____ EXTRACTED DATA

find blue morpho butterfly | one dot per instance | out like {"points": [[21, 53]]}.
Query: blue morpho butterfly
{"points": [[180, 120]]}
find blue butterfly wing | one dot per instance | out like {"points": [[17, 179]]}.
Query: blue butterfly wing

________

- **TASK DETAILS**: Format every line of the items above as a numbered list, leaving out any blank lines.

- **EXERCISE RESPONSE**:
1. find blue morpho butterfly | one dot per instance | out like {"points": [[21, 53]]}.
2. Query: blue morpho butterfly
3. {"points": [[180, 120]]}
4. find blue butterfly wing | one dot per instance | out like {"points": [[17, 179]]}.
5. Query: blue butterfly wing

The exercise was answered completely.